## 指示 A
本文のうち、「LUCY:私が中学生くらいの」から「また違う面白さがありました。」に至るまでのすべてを、一字も変えずに書き写してください。

--- 本文抜粋 ---

LUCY:今回の穴井さん、かなちゃんとのライブはとてもスリリングで面白かったです。特に穴井さんは遊びゴコロがあって、ライブ中に思いついたことをすぐやるので、突然初期のマニアックなテイクを弾いたり、笑っちゃってドキドキさせられました(笑)。「THE JUNGLE OF LOVE」[『ROCK THE ROCK』(2000年発表)収録]や「GET IT ON BABY」[『ROKKET SIZE』(1984年発表)収録]といった滅多にやらない曲を一緒にやれたのも楽しかったですね。

純子:「GET IT ON BABY」をLUCYが唄うのは今回が初めてで、凄く嬉しかったです。パンクでもありガールズロックでもあり、とても新鮮に聞こえました。

LUCY:私が中学生くらいの頃にまだ20代だったかなちゃんがバンドに入って、むちゃくちゃタイトで速いドラムだったんです。シナロケが一番パンクだった時期と言っても過言じゃない時代だったので、このあいだの『高塔山ロックフェス』ではわりとパンクで速いセットを心がけたんですけど、実際のプレイがもうびっくりするくらい速くて(笑)。奈良さんと川嶋ベリーの安定感とはまた違う面白さがありました。

---

## 指示 B
下の記録の冒頭から「top-left (62, 570), bottom-right (146, 788)」を含む行に至るまでのすべてを、両端の行も含めてそのまま抜き出してください。

--- 記録一覧 ---

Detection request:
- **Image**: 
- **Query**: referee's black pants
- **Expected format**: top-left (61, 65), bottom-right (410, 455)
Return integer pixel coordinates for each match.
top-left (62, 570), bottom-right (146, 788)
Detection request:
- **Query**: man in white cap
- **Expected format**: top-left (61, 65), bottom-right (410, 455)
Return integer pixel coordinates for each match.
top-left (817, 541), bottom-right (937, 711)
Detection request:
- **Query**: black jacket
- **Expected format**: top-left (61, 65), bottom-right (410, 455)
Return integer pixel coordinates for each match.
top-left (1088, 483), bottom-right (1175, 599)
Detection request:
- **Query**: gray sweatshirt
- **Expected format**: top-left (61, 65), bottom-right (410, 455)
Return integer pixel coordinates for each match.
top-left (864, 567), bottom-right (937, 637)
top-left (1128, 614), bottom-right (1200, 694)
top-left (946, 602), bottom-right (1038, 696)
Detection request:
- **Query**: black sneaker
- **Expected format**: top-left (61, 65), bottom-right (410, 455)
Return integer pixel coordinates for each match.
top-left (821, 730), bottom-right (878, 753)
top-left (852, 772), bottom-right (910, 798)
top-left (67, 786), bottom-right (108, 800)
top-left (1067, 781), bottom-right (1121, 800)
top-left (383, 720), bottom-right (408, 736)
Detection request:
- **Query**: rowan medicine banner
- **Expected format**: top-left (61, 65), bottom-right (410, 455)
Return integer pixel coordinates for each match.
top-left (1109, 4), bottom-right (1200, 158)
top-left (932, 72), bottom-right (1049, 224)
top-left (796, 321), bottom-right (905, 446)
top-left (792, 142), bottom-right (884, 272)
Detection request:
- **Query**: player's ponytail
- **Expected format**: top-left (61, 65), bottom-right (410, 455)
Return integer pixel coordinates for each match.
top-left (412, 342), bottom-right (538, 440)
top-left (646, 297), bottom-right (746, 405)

---

## 正解出力 A
LUCY:私が中学生くらいの頃にまだ20代だったかなちゃんがバンドに入って、むちゃくちゃタイトで速いドラムだったんです。シナロケが一番パンクだった時期と言っても過言じゃない時代だったので、このあいだの『高塔山ロックフェス』ではわりとパンクで速いセットを心がけたんですけど、実際のプレイがもうびっくりするくらい速くて(笑)。奈良さんと川嶋ベリーの安定感とはまた違う面白さがありました。

## 正解出力 B
Detection request:
- **Image**: 
- **Query**: referee's black pants
- **Expected format**: top-left (61, 65), bottom-right (410, 455)
Return integer pixel coordinates for each match.
top-left (62, 570), bottom-right (146, 788)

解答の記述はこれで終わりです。